▶ _Work instructions_: Locate "guard in white" in the listing below, then output the line holding it and every line after it, exactly and with nothing else.

* start *

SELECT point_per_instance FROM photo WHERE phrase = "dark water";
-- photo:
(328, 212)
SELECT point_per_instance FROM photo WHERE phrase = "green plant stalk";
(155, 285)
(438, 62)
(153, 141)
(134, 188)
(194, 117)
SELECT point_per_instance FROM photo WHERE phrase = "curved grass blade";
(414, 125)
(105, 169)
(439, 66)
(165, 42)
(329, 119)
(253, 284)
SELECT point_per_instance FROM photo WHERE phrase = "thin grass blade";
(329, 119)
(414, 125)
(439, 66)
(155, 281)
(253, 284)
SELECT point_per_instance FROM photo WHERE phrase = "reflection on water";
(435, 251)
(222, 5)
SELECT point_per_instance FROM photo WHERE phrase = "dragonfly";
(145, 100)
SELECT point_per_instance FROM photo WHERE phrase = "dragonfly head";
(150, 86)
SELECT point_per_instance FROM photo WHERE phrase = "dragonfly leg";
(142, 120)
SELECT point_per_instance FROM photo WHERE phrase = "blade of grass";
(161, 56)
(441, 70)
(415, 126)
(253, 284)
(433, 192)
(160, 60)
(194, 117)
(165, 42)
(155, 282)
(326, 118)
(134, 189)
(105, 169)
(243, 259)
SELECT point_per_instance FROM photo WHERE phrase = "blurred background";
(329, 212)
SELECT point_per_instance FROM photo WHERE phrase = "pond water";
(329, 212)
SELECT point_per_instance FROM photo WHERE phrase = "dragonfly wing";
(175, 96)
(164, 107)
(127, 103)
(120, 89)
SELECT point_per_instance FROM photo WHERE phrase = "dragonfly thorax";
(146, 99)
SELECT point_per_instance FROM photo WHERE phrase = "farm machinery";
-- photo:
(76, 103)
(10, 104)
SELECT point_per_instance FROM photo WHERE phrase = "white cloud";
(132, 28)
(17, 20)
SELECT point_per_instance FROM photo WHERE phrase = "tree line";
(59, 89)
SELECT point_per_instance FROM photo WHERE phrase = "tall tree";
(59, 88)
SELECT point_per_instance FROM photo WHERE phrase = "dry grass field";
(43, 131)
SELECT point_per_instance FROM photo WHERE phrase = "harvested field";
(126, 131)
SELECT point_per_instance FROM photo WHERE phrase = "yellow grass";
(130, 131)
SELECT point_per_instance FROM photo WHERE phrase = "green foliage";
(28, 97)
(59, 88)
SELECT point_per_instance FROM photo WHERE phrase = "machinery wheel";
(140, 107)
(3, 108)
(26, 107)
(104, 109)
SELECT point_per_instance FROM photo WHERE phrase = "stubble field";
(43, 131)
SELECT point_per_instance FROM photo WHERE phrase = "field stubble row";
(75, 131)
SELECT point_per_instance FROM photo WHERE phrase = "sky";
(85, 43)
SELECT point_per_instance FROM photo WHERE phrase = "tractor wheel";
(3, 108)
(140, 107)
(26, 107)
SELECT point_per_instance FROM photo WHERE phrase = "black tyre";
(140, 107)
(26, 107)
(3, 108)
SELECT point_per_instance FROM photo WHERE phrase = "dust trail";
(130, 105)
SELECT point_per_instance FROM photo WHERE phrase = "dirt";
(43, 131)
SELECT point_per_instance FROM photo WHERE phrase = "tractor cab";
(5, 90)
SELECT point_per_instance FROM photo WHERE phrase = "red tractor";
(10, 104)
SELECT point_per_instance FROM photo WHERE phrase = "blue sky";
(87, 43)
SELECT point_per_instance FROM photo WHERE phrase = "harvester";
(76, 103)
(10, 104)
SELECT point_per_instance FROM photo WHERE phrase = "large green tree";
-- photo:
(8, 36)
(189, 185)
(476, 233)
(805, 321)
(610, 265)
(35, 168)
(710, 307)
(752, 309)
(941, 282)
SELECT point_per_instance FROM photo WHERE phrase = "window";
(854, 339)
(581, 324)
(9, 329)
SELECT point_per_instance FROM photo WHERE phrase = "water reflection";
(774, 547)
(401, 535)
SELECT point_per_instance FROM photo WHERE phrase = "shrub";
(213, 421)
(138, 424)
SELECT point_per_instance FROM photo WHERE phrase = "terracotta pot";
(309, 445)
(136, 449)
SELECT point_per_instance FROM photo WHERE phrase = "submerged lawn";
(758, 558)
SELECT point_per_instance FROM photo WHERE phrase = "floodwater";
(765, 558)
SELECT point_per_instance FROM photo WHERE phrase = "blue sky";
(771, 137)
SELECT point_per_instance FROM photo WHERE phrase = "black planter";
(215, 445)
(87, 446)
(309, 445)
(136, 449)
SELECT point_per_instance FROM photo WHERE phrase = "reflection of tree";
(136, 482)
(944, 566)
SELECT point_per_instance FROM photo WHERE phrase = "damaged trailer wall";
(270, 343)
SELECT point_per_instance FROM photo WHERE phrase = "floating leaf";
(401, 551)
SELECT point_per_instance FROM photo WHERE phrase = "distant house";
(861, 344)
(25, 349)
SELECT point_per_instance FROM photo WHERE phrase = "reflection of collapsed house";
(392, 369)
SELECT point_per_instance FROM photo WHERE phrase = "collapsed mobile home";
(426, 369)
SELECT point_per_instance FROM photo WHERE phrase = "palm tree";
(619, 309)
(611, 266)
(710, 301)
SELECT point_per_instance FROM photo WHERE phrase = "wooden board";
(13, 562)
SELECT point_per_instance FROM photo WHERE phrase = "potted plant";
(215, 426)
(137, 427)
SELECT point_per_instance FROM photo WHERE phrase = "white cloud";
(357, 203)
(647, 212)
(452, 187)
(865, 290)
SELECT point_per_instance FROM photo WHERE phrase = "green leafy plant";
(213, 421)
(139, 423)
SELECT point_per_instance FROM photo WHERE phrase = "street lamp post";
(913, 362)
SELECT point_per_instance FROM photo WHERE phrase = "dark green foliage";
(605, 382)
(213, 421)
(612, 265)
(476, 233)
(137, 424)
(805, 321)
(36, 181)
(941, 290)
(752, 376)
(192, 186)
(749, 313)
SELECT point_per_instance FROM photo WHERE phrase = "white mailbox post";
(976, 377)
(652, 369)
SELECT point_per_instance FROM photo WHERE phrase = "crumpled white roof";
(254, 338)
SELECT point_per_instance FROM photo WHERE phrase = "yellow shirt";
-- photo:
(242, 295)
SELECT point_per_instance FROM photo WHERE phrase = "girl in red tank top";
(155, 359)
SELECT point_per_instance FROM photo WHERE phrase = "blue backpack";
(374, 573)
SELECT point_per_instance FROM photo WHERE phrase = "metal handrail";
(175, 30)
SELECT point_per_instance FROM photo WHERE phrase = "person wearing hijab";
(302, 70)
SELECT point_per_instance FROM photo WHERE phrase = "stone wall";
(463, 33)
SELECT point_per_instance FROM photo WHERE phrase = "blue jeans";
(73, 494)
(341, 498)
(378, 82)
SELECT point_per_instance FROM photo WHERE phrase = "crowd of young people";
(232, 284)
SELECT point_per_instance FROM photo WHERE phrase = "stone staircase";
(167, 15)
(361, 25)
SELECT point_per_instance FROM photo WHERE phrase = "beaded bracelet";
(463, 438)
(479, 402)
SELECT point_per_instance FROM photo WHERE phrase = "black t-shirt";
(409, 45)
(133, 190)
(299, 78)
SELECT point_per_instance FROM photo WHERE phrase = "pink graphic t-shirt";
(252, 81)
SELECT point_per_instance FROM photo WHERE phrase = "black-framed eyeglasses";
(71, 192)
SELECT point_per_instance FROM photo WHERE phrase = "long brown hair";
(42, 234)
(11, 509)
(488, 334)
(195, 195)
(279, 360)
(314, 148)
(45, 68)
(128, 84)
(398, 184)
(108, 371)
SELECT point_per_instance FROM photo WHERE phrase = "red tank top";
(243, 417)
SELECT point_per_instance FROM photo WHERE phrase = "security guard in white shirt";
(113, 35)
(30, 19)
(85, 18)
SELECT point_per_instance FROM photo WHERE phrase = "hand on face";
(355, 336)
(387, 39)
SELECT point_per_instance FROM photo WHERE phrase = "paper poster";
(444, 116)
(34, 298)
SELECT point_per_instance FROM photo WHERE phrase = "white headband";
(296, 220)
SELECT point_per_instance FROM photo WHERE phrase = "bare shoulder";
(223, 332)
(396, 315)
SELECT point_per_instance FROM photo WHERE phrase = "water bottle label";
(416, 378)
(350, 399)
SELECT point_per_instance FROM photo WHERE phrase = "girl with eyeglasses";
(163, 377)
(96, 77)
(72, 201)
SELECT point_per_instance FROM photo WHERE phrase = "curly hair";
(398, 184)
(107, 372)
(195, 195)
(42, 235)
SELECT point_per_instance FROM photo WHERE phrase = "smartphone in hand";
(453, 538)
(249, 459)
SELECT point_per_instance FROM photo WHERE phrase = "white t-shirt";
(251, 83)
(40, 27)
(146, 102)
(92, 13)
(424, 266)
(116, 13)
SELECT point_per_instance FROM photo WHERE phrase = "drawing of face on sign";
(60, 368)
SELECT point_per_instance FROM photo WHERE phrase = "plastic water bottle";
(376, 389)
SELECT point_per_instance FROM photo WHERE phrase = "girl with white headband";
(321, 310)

* end *

▶ _Answer for this exercise_:
SELECT point_per_instance FROM photo WHERE phrase = "security guard in white shirt";
(113, 35)
(30, 19)
(85, 18)
SELECT point_per_instance FROM photo WHERE phrase = "hand on face";
(355, 336)
(387, 39)
SELECT point_per_instance FROM photo WHERE phrase = "paper poster";
(444, 116)
(34, 298)
SELECT point_per_instance FROM photo WHERE phrase = "white headband";
(296, 220)
SELECT point_per_instance FROM photo WHERE phrase = "bare shoulder";
(223, 332)
(396, 315)
SELECT point_per_instance FROM photo WHERE phrase = "water bottle label";
(416, 378)
(350, 399)
SELECT point_per_instance FROM photo WHERE phrase = "girl with eyeglasses";
(163, 377)
(96, 77)
(72, 201)
SELECT point_per_instance FROM photo WHERE phrase = "curly hair";
(398, 184)
(107, 372)
(195, 195)
(42, 235)
SELECT point_per_instance FROM photo WHERE phrase = "smartphone in hand";
(453, 538)
(249, 459)
SELECT point_per_instance FROM photo WHERE phrase = "white t-shirt";
(251, 83)
(40, 27)
(146, 102)
(92, 13)
(424, 266)
(116, 13)
SELECT point_per_instance FROM photo WHERE phrase = "drawing of face on sign";
(60, 368)
SELECT point_per_instance FROM photo WHERE phrase = "plastic water bottle";
(376, 389)
SELECT point_per_instance FROM photo WHERE phrase = "girl with white headband";
(321, 310)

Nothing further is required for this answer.